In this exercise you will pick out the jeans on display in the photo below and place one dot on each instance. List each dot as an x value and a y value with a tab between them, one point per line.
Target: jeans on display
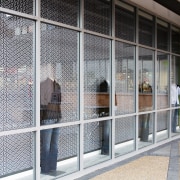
49	147
174	118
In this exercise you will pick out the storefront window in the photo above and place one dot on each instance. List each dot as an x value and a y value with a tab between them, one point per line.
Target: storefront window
97	142
162	125
125	78
175	40
175	95
146	83
97	82
124	135
162	81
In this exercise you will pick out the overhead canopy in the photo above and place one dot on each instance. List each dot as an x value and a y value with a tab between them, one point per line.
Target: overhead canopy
173	5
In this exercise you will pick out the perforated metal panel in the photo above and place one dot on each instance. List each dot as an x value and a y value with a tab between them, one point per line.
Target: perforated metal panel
59	61
24	6
146	31
16	87
96	70
61	11
125	78
16	153
125	24
97	16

#### Set task:
Images do not belong in the copy; reproduce all other parts of the records above verbatim.

#### Exercise response:
In this exercise you will pick out the jeans on display in the photo below and place one dot on each instance. List each dot as an x value and a y value with a tab between them, one point per line.
Target: jeans on display
49	147
174	118
In this exercise you will pick out the storefront window in the photo above and place one dot on each instance. List each dot as an x value and a y value with a tab between them, one point per line.
Target: storefront window
97	142
162	125
125	78
175	40
175	95
146	83
97	82
124	135
162	81
In this exercise you will pick out the overhead canopy in the photo above and place one dot on each instance. List each dot as an x value and a y value with a tab between them, one point per line.
Target: overhead canopy
173	5
In this exercise you will pick out the perforated metal panel in the photo above and place one dot on each instance. List each dot as an x value and a y value with a tab between them, one point per line.
Target: perforated metal panel
59	61
24	6
146	31
16	87
96	70
61	11
125	78
16	153
125	24
97	16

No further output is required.